═════ PAGE EXCERPT
Can we rename `weather.csv`? #633

dangotbanned · 2024-11-28T20:08:27Z

Following #631, I was surprised to find that we have two very different datasets named "weather".
I'd expected datasets sharing the same base name/stem to represent the same source.
"flights-200k" is the only other duplicated name - but both the .arrow and .json files represent the same data.

I'm thinking ahead towards (vega/altair#3631 (comment)), where there may be datasets with .json and .parquet versions.
In that world, a guarantee on a shared stem representing the same data would provide options to resolve incompatibilities in (vega/altair#3631 (comment))

I do understand renaming would have to be a breaking change, and should not be taken lightly.

Usage

The following uses jsdelivr-stats looking at the range of the past year.

Currently, altair-viz/vega_datasets is by far the greatest source of traffic - which is pinned on v1.29.0.

Versions

Version	Requests
`v1.29.0`	6,802,781
`v1.31.1`	215,574
`v2.7.0`	190,102

`v1.29.0`

There is a weather.csv for this version - but is not accessible using the python api.
"weather" is defined as a reference to weather.json only.

The effect this has is quite apparent when comparing the traffic per-file:

Dataset (`v1.29.0`)	Requests
`movies.json`	1,804,118
`population.json`	654,426
...	...
40 most popular	5,000+
`weather.json`	2,154
`weather.csv`	31

Given that v1.29.0 is baked into the package - none of this usage would be impacted by the change.

jsdelivr-npm seems to be able to handle version-fallback in the event that anyone is using @latest - so maybe the impact of this change is fairly limited?

Descriptions

weather.json

vega-datasets/SOURCES.md

Lines 403 to 405 in 719c388

    
           ## `weather.json` 
        
           Instructional dataset showing actual and predicted temperature data.

vega-datasets/datapackage.json

Lines 1207 to 1215 in 719c388

    
           { 
        
             "name": "weather", 
        
             "type": "json", 
        
             "path": "weather.json", 
        
             "scheme": "file", 
        
             "format": "json", 
        
             "mediatype": "text/json", 
        
             "encoding": "utf-8" 
        
           },

weather.csv

vega-datasets/SOURCES.md

Lines 407 to 409 in 719c388

    
           ## `weather.csv` 
        
           Data from [NOAA](http://www.ncdc.noaa.gov/cdo-web/datatools/findstation). Transformed using `/scripts/weather.py`. We synthesized the categorical "weather" field from multiple fields in the original dataset. This data is intended for instructional purposes.

vega-datasets/datapackage.json

Lines 1679 to 1718 in 719c388

    
             "name": "weather", 
        
             "type": "table", 
        
             "path": "weather.csv", 
        
             "scheme": "file", 
        
             "format": "csv", 
        
             "mediatype": "text/csv", 
        
             "encoding": "utf-8", 
        
             "schema": { 
        
               "fields": [ 
        
                 { 
        
                   "name": "location", 
        
                   "type": "string"
══════════
--- WRITTEN REQUEST ---
According to the thread about renaming weather.csv, which dataset name other than "weather" is duplicated? The data after the thread is separate material.
═════ RECORD SET
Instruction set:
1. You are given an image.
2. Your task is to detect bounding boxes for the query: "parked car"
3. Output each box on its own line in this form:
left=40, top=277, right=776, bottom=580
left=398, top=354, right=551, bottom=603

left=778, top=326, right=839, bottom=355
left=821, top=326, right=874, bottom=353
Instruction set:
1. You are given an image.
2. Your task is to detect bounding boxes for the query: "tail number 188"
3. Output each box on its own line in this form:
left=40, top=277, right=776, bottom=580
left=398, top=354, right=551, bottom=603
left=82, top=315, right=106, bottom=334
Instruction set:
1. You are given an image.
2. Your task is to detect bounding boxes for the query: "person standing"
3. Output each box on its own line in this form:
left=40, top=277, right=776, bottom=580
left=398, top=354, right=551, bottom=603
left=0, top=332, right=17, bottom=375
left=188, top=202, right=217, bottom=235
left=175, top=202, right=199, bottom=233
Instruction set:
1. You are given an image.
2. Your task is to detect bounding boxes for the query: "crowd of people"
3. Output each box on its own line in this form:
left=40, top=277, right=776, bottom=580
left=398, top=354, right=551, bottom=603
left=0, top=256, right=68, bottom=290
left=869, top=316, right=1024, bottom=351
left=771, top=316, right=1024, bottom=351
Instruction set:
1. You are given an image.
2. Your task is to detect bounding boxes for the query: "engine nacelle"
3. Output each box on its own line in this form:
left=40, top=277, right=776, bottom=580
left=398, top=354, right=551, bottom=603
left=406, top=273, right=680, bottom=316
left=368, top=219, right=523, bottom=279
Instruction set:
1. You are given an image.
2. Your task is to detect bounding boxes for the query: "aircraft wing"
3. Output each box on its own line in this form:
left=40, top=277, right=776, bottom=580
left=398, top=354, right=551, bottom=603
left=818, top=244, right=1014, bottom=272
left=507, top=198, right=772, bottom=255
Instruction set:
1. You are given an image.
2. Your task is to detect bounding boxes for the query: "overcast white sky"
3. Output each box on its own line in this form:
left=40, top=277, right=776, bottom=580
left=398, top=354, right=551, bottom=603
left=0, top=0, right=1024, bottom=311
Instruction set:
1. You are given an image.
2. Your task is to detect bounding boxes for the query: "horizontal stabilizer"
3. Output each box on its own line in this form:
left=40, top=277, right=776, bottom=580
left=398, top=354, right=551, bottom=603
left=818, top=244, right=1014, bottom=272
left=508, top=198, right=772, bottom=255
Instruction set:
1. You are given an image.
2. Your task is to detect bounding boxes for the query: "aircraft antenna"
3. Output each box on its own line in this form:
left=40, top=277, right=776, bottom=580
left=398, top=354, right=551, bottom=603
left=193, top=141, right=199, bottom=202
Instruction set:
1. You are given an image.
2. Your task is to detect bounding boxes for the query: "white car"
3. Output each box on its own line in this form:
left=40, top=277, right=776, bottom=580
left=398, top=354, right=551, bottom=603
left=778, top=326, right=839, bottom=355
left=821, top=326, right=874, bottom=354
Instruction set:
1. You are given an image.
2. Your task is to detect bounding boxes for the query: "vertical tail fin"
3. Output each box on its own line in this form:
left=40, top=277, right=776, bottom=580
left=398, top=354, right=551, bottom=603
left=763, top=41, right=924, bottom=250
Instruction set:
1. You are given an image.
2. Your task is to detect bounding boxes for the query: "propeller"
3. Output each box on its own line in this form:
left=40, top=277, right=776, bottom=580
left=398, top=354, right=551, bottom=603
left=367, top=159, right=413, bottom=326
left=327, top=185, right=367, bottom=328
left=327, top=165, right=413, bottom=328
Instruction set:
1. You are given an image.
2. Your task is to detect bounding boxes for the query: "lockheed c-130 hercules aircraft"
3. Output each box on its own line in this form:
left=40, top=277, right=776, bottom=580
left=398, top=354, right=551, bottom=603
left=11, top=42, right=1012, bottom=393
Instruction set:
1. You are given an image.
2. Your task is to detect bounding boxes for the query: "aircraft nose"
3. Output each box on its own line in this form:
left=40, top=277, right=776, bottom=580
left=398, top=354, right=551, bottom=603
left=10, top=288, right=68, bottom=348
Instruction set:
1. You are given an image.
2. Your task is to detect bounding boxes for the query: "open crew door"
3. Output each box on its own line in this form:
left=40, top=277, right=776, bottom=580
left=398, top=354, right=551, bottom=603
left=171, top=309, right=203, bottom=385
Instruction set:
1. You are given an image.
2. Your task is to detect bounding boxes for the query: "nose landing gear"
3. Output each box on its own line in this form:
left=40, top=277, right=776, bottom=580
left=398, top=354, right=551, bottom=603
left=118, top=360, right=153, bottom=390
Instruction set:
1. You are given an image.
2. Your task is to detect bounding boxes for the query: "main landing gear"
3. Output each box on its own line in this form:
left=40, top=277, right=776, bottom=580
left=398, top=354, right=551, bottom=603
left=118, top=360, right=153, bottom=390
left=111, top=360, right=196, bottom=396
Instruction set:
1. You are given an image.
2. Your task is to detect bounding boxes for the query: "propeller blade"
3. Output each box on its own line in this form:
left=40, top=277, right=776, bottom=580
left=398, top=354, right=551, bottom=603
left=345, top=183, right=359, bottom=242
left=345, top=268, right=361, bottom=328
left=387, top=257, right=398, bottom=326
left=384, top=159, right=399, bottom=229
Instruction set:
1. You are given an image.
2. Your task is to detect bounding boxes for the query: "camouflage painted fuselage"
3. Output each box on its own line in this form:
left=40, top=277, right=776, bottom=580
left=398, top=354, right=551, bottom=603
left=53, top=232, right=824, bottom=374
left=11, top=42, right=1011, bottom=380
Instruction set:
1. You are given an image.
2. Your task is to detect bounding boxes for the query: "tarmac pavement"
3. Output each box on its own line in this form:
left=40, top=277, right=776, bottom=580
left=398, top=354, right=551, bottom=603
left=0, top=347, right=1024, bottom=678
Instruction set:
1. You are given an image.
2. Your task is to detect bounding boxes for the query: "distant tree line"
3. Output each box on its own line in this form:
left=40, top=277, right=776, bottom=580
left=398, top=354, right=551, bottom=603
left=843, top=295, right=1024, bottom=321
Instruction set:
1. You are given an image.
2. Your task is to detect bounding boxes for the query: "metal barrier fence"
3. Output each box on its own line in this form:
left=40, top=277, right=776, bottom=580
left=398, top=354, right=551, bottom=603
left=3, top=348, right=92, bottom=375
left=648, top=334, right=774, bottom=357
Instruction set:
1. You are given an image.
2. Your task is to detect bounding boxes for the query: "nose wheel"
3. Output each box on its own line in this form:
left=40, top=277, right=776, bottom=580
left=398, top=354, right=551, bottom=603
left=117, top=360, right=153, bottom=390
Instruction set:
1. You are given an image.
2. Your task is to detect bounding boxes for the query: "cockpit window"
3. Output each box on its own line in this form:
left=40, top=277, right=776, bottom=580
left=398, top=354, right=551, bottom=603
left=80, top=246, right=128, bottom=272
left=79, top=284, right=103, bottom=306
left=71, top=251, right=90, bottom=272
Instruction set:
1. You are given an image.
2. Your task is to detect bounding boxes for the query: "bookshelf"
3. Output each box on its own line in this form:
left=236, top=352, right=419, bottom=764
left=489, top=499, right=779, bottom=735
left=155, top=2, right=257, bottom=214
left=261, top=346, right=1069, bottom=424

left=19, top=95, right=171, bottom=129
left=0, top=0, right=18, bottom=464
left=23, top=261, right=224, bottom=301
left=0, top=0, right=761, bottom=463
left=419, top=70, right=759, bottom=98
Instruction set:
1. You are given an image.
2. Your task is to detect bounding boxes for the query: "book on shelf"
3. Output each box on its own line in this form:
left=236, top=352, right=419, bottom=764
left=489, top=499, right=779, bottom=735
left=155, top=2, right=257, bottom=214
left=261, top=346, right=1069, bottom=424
══════════
═════ RECORD SET
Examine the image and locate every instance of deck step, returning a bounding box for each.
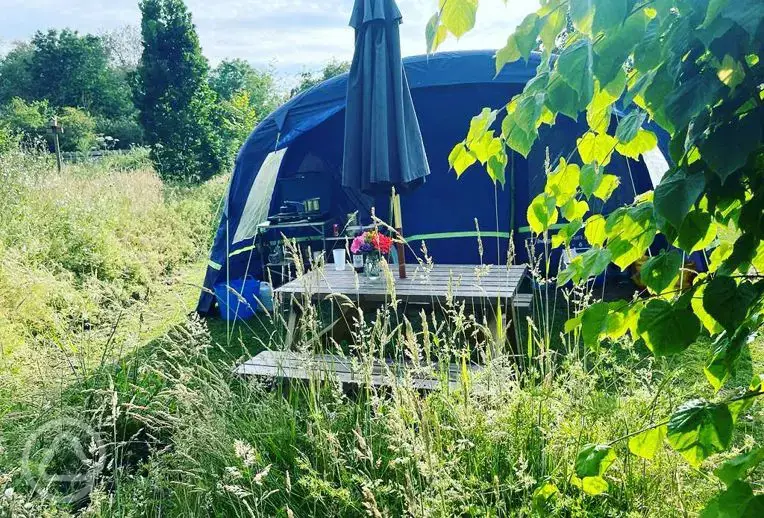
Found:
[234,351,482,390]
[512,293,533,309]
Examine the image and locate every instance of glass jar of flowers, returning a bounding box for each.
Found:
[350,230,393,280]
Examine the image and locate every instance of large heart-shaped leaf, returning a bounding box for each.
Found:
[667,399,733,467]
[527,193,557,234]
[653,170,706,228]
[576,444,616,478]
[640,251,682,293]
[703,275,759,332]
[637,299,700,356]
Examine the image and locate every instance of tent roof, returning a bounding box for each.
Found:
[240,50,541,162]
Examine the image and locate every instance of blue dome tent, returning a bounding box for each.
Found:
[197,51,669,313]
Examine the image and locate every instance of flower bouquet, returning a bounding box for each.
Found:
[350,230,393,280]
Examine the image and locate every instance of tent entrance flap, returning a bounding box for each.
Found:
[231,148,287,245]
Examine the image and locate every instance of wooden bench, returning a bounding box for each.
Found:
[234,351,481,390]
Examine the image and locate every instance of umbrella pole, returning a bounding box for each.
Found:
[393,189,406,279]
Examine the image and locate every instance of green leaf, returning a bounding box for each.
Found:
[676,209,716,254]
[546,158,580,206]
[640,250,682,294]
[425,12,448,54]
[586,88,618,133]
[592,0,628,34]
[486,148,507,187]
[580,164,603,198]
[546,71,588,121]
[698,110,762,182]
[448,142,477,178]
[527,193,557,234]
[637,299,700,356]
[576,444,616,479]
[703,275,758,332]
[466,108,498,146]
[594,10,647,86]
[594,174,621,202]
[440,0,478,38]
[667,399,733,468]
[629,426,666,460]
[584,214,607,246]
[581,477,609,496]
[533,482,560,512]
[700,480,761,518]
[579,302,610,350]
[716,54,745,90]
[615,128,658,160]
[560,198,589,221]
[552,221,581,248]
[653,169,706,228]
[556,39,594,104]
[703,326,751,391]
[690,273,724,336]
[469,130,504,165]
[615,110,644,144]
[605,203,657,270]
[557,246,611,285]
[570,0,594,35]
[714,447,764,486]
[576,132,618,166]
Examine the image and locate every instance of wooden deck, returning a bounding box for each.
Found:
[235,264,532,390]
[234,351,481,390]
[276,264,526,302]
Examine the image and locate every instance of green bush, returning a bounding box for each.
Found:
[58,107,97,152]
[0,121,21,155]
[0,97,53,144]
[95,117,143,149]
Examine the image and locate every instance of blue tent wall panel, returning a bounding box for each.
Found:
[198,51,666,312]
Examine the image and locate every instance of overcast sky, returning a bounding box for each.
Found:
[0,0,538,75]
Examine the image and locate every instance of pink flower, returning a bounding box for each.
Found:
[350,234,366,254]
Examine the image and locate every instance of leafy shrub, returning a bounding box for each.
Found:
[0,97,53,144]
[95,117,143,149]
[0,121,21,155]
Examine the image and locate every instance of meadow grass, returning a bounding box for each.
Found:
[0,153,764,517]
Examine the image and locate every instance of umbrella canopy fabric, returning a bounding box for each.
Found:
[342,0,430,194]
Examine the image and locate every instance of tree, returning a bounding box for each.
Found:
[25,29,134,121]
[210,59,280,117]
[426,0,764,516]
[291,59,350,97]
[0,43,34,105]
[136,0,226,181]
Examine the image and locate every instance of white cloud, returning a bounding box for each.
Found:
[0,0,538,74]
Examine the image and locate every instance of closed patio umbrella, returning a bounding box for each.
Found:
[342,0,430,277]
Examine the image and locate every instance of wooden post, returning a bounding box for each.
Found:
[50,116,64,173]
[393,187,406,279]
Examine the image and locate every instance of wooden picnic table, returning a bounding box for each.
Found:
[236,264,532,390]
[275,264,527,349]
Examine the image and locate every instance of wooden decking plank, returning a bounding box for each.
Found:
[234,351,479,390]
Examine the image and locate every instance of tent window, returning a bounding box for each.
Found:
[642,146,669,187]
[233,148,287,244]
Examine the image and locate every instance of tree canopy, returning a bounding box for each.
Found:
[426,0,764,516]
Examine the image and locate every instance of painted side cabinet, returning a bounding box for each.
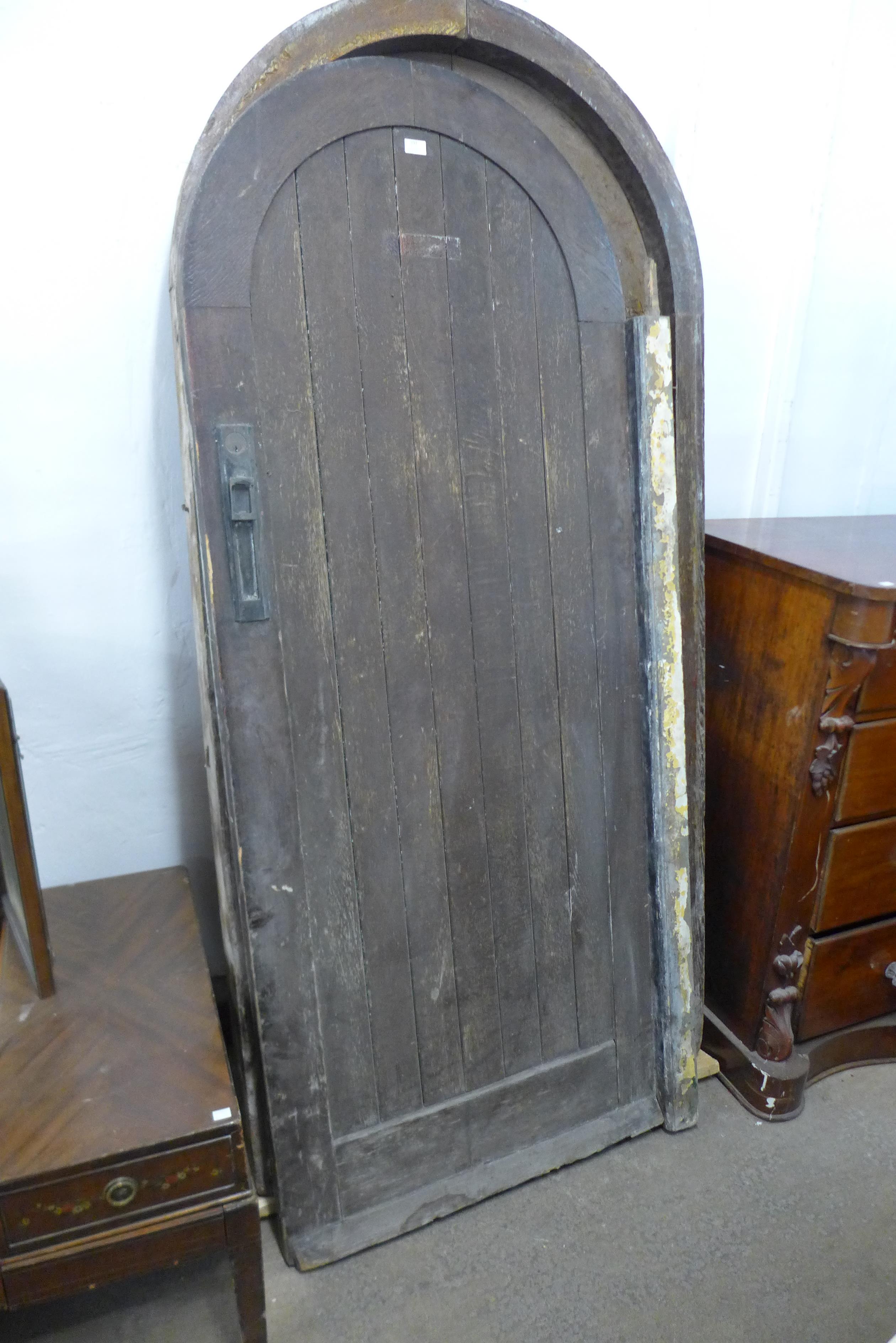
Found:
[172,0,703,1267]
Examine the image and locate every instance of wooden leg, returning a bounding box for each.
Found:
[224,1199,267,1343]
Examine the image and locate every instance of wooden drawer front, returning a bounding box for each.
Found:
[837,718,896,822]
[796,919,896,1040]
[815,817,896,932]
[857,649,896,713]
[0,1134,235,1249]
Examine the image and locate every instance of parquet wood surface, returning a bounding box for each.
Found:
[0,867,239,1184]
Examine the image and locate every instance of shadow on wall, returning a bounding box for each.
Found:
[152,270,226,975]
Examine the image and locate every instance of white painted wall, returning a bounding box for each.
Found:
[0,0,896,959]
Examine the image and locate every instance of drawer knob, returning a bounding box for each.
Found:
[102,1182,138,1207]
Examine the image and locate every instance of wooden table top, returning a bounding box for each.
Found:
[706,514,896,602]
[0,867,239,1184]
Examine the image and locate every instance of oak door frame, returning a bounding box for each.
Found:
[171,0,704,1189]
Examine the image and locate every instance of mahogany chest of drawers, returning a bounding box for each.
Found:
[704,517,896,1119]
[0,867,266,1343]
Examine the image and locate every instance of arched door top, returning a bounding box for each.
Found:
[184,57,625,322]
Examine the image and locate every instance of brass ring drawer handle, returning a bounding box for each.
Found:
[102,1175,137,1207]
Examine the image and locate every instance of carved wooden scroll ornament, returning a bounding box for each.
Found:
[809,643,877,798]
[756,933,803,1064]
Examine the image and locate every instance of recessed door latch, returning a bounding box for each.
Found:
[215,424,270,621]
══════════
--- ANSWER TO THE EXERCISE ---
"flights-200k"